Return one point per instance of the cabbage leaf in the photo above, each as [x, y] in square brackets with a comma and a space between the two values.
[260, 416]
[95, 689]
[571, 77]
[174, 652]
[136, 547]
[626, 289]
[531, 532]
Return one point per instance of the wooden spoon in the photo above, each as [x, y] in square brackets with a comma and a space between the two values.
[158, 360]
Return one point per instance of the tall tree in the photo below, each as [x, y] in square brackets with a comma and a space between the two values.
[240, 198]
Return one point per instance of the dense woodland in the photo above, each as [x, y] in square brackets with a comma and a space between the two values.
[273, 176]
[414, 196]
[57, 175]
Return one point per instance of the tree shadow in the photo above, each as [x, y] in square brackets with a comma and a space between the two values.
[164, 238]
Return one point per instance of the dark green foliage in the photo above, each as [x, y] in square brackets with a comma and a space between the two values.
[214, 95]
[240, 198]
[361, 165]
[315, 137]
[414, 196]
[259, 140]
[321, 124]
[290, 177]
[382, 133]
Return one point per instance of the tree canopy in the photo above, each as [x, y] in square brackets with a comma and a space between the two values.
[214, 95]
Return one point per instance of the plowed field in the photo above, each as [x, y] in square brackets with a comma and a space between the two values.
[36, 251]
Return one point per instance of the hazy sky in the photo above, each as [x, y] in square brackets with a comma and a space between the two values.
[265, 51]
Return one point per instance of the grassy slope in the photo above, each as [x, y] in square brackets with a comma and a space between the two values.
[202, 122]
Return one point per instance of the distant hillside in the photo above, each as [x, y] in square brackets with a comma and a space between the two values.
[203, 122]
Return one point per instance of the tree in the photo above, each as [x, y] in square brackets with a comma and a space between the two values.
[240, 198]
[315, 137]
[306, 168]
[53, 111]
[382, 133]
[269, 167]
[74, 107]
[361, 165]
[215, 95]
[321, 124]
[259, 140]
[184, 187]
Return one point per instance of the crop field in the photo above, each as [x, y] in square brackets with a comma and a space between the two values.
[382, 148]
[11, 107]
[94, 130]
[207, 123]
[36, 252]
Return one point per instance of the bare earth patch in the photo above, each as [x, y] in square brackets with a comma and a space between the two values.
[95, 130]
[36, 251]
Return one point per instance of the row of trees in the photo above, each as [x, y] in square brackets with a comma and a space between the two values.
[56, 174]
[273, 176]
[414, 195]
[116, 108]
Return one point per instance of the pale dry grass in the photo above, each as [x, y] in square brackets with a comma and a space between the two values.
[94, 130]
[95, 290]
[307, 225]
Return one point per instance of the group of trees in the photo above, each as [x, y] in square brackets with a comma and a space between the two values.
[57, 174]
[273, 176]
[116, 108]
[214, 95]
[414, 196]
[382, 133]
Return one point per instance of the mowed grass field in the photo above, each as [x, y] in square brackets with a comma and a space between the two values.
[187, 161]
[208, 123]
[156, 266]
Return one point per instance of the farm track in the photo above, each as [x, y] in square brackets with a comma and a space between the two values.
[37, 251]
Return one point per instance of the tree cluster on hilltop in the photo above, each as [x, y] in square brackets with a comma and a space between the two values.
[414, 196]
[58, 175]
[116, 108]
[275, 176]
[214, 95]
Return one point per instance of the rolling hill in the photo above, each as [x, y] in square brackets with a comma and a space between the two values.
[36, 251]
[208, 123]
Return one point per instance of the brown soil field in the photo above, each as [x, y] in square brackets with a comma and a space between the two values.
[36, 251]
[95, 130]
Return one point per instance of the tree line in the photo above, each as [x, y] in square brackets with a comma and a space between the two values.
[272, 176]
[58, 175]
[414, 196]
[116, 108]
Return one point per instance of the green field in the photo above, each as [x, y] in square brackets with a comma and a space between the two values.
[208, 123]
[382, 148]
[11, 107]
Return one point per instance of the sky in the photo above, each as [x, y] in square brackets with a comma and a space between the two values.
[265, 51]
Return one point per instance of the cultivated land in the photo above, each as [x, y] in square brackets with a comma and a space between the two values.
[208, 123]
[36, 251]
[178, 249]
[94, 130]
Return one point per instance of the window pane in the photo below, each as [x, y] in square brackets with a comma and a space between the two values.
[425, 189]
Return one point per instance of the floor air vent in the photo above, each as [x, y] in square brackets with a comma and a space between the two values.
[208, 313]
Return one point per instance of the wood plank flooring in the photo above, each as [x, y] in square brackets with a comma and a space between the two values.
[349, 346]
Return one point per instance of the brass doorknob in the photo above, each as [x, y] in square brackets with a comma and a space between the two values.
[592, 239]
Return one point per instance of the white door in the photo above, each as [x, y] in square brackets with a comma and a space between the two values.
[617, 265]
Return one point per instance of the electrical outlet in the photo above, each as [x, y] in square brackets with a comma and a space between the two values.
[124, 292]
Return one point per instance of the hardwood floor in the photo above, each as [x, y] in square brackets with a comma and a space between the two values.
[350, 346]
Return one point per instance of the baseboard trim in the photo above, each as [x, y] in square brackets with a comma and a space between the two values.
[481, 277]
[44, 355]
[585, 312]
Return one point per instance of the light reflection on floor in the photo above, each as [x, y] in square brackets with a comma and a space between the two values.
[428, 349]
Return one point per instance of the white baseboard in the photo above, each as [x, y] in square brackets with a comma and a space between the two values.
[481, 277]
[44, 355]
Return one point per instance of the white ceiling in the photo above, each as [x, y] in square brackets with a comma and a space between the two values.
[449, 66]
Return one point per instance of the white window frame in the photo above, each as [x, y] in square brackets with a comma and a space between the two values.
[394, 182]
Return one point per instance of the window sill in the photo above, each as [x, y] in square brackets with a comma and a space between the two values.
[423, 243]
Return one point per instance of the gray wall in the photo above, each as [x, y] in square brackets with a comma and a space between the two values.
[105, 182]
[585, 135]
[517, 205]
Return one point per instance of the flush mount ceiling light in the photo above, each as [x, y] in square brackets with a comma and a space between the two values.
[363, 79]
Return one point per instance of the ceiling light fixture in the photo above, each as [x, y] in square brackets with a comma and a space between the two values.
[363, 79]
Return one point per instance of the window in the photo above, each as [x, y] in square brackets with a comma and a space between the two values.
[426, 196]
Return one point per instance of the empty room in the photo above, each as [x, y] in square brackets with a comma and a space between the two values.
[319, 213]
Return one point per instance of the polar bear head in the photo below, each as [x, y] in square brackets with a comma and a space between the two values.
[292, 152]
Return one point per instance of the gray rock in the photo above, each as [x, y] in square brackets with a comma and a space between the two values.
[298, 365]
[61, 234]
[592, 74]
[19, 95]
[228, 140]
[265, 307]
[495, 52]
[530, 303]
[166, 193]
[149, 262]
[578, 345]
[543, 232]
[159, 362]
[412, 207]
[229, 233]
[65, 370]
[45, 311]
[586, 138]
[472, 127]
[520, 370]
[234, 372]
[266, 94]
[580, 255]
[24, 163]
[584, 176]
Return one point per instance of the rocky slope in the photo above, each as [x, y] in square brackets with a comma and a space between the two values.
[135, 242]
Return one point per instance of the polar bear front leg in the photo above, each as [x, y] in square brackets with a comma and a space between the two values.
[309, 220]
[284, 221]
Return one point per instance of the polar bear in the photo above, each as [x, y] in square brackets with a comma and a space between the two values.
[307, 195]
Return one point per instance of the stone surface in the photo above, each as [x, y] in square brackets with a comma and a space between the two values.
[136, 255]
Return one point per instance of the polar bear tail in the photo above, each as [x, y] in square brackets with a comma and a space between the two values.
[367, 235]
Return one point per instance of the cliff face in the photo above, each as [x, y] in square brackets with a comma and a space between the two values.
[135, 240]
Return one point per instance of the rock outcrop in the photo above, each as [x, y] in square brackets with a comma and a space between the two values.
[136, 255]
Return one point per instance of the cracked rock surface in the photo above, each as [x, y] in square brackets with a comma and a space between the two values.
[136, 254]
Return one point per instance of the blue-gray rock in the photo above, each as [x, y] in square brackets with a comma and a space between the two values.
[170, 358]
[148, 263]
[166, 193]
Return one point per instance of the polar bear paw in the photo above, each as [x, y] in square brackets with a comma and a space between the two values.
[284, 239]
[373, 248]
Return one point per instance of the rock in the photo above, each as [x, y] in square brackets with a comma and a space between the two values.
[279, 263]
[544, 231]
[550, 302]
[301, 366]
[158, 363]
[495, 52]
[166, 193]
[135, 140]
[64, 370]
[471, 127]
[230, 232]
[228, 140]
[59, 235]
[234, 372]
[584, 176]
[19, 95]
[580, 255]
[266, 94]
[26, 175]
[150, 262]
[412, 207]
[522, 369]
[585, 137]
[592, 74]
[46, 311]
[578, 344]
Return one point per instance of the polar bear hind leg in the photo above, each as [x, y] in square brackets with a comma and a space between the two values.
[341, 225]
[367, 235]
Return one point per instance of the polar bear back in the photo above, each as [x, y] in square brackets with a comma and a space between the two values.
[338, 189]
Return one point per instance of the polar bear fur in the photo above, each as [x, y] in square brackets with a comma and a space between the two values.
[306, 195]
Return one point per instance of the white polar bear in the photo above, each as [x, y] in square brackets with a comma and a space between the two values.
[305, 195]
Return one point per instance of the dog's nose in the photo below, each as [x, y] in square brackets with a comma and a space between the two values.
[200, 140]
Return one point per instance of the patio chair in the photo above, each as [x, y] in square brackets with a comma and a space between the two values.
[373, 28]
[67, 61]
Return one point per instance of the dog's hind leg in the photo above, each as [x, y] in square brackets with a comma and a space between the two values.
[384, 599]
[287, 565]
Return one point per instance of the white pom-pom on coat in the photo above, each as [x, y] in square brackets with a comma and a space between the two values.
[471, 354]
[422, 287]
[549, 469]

### Your goal
Lines from the one containing "Return one point per instance of the dog's hind" to the end of the data are to be printed exactly, including the first and last.

### Exercise output
Return one point per instance of the dog's hind leg in the photo above, each as [x, y] in square brackets with a comma and a space between the two values.
[384, 599]
[287, 565]
Return one point per instance of the white pom-pom on coat in the photo above, each as [x, y] in square brackets with a comma and a space between the two values.
[471, 354]
[422, 287]
[549, 469]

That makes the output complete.